THE EXERCISE
Every line of the listing must be reproduced as it stands. Leave the images behind.
══════
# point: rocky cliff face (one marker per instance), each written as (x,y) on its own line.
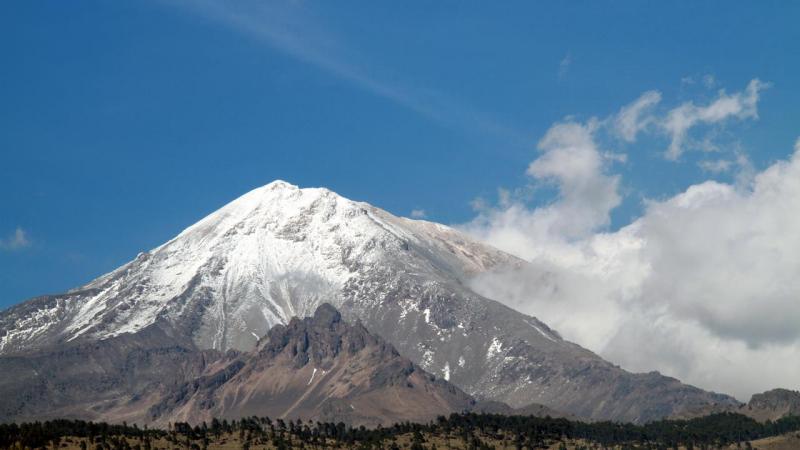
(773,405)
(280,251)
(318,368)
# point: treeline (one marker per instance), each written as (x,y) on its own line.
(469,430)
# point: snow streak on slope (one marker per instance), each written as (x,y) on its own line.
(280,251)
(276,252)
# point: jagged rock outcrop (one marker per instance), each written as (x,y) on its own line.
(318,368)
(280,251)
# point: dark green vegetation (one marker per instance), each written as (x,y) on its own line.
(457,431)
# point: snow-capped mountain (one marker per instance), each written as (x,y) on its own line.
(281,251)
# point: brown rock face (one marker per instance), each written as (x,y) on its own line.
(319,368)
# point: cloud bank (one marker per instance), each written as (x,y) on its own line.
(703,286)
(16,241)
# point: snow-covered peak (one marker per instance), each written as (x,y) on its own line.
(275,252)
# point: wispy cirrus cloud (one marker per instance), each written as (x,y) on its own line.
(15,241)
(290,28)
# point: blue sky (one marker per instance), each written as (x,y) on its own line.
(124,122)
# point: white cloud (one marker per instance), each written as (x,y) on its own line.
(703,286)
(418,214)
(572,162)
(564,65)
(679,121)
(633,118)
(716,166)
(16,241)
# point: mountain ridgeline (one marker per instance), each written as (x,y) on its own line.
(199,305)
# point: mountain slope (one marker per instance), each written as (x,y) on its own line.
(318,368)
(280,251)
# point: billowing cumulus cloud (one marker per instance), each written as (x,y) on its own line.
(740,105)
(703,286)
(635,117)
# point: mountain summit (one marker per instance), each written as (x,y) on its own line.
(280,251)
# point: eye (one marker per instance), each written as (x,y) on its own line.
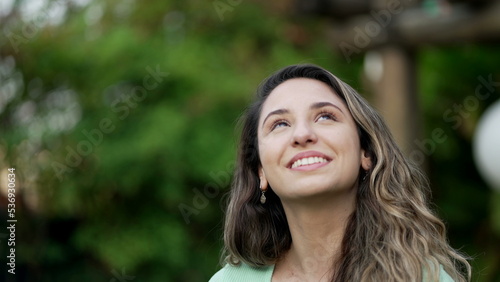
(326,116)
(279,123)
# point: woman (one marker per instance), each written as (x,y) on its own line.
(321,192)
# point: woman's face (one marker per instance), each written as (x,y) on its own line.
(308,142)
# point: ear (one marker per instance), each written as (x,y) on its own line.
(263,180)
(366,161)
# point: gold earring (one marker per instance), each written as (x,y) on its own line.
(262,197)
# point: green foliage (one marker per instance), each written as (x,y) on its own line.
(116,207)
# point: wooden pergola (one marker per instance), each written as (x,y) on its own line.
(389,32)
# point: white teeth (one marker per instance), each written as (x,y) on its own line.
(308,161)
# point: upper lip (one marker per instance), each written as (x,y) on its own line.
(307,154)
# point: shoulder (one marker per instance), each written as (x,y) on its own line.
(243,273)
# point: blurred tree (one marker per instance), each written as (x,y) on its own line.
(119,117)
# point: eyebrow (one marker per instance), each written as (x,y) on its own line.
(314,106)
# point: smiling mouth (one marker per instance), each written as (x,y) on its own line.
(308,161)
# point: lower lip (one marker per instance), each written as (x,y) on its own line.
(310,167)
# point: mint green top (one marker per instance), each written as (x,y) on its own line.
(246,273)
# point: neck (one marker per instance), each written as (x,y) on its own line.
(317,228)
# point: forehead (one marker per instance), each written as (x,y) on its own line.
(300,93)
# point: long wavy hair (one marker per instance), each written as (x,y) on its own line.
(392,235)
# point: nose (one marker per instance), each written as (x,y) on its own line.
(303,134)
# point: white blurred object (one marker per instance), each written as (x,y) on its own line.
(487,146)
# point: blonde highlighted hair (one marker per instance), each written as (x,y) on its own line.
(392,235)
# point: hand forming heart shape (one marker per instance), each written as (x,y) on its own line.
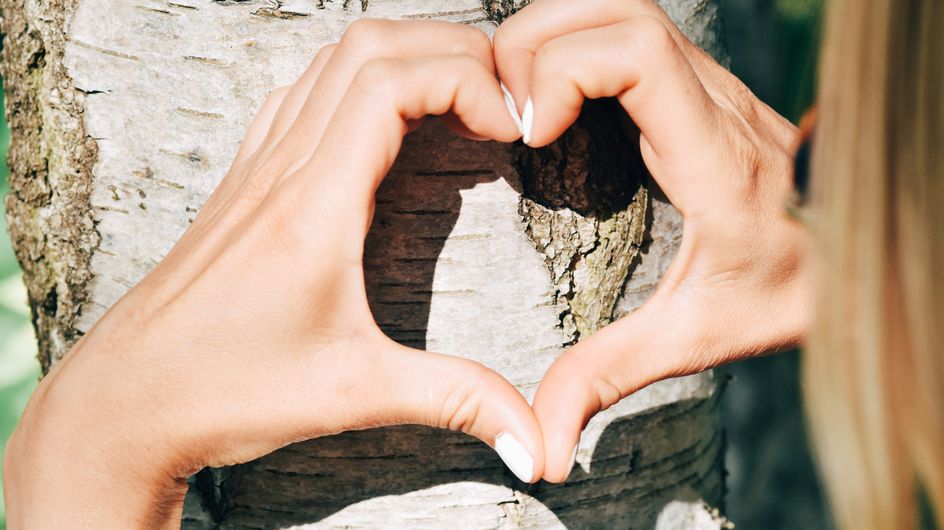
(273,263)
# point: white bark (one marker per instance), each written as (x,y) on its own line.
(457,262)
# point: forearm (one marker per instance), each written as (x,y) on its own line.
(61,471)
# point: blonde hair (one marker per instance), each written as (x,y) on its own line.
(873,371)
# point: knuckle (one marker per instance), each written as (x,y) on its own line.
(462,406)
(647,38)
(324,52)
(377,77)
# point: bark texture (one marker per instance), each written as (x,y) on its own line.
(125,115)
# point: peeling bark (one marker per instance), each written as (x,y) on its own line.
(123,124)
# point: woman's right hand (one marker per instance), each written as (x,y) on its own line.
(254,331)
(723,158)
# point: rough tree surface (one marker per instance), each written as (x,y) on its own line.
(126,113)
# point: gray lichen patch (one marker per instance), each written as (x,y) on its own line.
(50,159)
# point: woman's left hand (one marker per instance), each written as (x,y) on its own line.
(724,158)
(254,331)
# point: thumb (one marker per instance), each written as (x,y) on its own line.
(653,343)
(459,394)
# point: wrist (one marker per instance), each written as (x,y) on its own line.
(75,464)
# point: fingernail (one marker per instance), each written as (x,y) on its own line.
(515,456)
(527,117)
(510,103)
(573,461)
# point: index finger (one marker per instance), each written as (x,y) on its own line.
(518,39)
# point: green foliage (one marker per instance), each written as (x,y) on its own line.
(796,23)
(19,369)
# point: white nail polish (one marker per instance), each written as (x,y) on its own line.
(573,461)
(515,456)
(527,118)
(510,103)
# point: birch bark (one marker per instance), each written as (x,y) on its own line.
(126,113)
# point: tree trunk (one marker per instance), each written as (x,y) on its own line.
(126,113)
══════
RESPONSE TO THE TASK
# point: rocky cliff face (one marker per instance), each written as (x,y) on its own line.
(773,405)
(280,251)
(318,368)
# point: treeline (one marker per instance), each written as (x,y) on its own line.
(469,430)
# point: snow streak on slope (one marker per instance), each written as (x,y) on its own line.
(280,251)
(276,252)
# point: jagged rock outcrop (one marker per instance), each written as (x,y) on its own line.
(318,368)
(280,251)
# point: dark green vegetation (one marker per instance), each written as (x,y) on its own line.
(457,431)
# point: snow-capped mountain (one marker per instance), each written as (x,y) on its own line.
(281,251)
# point: brown rock face (one marker per instance), each written as (x,y) on its own line.
(319,368)
# point: cloud bank (one marker per instance), each written as (x,y) on its own line.
(703,286)
(16,241)
# point: snow-covered peak (one marker per instance), each written as (x,y) on its own line.
(275,252)
# point: wispy cirrus cloud (one marker per instance), each written as (x,y) on its own line.
(15,241)
(290,28)
# point: blue sky (one marker per instance), each written as (x,y) on its own line.
(124,122)
# point: white cloud (one marker per instance), each written as (x,y) on its own line.
(703,286)
(418,214)
(572,162)
(564,65)
(679,121)
(633,118)
(716,166)
(16,241)
# point: mountain ridgeline (one marker per instance), each written as (x,y) on its own line.
(199,305)
# point: mountain slope (one marker per instance), each written as (x,y) on its own line.
(318,368)
(280,251)
# point: billowing cumulus cloud (one marker per instance), each written as (x,y) on its own line.
(740,105)
(703,286)
(635,117)
# point: mountain summit (one marker per instance), each written as (x,y) on its own line.
(280,251)
# point: eye (one marker per instance), each written as (x,y) on its own line.
(326,116)
(279,123)
# point: woman (one marker per instance), each written as (x,y) on its own line.
(321,192)
# point: woman's face (one marker per instance), each written as (x,y) on its own line.
(308,142)
# point: ear (one marker per instance), each written as (x,y) on its own line.
(263,180)
(366,161)
# point: gold earring (one marker per instance), each written as (x,y) on its own line.
(262,197)
# point: green foliage (one marker per instance), each written as (x,y) on its own line.
(116,207)
# point: wooden pergola (one marker per instance), each written as (x,y) on its own line.
(389,32)
# point: white teeth (one marker per instance), each written as (x,y) on its own line.
(308,161)
# point: upper lip (one marker per instance), each written as (x,y) on its own line.
(307,154)
# point: shoulder (one marker per instance), each written as (x,y) on its own line.
(243,273)
# point: blurred tree (one marker per instance), each written as (x,y) on its own line.
(119,117)
# point: eyebrow (one marker per instance), each written as (x,y) on its own line.
(314,106)
# point: smiling mouth (one marker per instance), each written as (x,y) on its own line.
(308,161)
# point: lower lip (one marker per instance), each written as (x,y) on its own line.
(310,167)
# point: mint green top (one marker per instance), each written as (x,y) on its own line.
(246,273)
# point: neck (one marker per instance), each written as (x,y) on its own line.
(317,228)
# point: forehead (one marker per instance), each written as (x,y) on its own line.
(300,93)
# point: long wavy hair (one marker per instance), each written as (x,y) on its own line.
(392,235)
# point: nose (one marker per instance), each written as (x,y) on its own line.
(303,134)
# point: white blurred object (one marker per instance), each written as (x,y) on its own line.
(487,146)
# point: blonde highlighted hair (one marker per instance), each written as (x,y) on its own line.
(392,235)
# point: hand forming heart shape (one marker per instance), each written as (x,y) on its own line.
(273,263)
# point: white bark (one marker per instance), each written as (x,y) on its own line.
(457,262)
# point: forearm (one marker per instance), each written as (x,y) on its own line.
(61,471)
# point: blonde hair (one marker per instance), each written as (x,y) on its own line.
(873,371)
# point: knuckle (one marker per instance), each written as (x,y) on its own line.
(462,406)
(647,38)
(324,52)
(377,77)
# point: bark texture (one marker per instance), each written as (x,y) on its own line.
(125,115)
# point: peeling bark (one marker per instance), each written as (x,y) on its own line.
(123,124)
# point: woman's right hand (one marker per instance), each written as (x,y) on its own line.
(254,331)
(723,158)
# point: rough tree surface (one marker per instance), each written as (x,y) on its own line.
(126,113)
# point: gray lichen patch (one marker per instance), each written as (x,y) on its own line.
(50,159)
# point: woman's left hand (one marker per instance), each written as (x,y) on its own line.
(724,158)
(254,331)
# point: thumb (one marker per instance), each written as (x,y) on its own line.
(653,343)
(459,394)
# point: wrist (one marker per instance), each written as (x,y) on its own line.
(75,464)
# point: fingernail (one marker per instance), each written as (x,y) on its own line.
(515,456)
(527,117)
(510,103)
(573,461)
# point: index finger (one marker per instance), each written as (x,y) on its own line.
(518,39)
# point: green foliage (one marker per instance), each written as (x,y) on its own line.
(796,23)
(19,369)
# point: white nail polish (one marker per instance), each written as (x,y) on its own line.
(573,461)
(515,456)
(527,118)
(510,103)
# point: birch bark (one marker per instance), each written as (x,y) on its own line.
(126,113)
# point: tree trunk (one marker per instance), each written as (x,y) on its own line.
(126,113)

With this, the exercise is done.